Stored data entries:

↓↓↓

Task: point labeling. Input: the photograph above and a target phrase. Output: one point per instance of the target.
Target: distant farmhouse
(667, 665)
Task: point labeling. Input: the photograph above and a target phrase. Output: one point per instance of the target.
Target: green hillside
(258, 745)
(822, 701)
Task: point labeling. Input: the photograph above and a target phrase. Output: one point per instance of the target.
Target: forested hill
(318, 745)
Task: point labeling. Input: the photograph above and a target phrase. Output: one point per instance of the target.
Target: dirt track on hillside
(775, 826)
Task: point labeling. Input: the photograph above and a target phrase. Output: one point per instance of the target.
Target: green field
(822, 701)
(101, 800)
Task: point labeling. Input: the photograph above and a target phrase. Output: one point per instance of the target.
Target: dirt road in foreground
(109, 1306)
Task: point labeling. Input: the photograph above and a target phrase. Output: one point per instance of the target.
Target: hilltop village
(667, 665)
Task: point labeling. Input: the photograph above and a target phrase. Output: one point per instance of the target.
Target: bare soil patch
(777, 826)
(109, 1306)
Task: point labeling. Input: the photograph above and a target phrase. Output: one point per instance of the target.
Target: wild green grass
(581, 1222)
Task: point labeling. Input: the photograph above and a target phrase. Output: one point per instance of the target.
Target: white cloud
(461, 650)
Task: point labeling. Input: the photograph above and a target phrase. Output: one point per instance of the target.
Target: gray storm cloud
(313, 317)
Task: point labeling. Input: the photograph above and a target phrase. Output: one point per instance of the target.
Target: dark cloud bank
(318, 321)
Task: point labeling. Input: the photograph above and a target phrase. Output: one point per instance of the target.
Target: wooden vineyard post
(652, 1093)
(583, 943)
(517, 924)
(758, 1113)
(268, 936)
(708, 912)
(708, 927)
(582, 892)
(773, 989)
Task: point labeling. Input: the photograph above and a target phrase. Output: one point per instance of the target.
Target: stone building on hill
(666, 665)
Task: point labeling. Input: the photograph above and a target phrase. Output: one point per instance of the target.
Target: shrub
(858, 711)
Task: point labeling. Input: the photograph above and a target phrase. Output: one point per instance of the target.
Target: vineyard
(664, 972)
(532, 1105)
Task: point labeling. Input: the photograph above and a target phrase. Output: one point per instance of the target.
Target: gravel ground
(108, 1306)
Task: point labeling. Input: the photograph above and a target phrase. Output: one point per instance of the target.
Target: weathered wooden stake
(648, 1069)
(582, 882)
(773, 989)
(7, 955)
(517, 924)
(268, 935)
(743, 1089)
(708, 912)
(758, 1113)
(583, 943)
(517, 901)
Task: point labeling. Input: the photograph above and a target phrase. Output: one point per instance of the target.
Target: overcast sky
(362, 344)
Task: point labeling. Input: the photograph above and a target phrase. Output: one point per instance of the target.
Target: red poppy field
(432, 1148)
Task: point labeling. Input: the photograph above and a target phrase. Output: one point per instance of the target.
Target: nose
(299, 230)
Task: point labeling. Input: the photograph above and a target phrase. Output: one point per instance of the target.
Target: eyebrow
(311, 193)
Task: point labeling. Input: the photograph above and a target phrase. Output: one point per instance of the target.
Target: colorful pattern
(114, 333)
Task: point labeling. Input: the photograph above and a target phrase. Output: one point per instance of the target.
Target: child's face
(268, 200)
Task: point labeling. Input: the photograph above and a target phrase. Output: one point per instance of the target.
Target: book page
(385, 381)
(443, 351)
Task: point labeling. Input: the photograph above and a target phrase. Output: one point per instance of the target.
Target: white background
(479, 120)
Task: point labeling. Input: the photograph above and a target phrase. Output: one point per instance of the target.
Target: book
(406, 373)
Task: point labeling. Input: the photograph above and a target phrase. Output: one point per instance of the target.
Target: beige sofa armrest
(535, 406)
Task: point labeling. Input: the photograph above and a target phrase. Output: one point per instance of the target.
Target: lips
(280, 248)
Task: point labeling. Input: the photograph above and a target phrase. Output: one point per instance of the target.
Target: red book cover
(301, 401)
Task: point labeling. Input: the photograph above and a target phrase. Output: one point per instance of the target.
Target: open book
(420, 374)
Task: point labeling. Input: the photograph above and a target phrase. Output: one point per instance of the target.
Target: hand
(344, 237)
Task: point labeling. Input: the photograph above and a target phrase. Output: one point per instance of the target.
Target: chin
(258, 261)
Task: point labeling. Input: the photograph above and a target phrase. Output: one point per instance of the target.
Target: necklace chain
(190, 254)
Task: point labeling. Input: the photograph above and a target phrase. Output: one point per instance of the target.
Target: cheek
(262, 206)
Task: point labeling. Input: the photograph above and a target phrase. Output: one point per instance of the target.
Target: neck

↑↑↑

TASK: Only the lines from the one containing "Target: hand" through the final line above should be duplicated, exactly as they stand.

RESULT OF THE EXERCISE:
Target: hand
(344, 237)
Task: point labeling. Input: the photograph above and a target phrase. Output: one point per instance of the target.
Target: chin
(258, 261)
Task: point labeling. Input: the photograph above and a target phrase. Output: one point per instance of the target.
Target: necklace chain
(190, 254)
Task: point labeling. Input: the photograph above and a target phrase. Output: one point per instance of the target.
Target: cheek
(262, 206)
Task: point labeling. Input: the photograph above and a target phrase. Output: one point per instance of the target.
Target: neck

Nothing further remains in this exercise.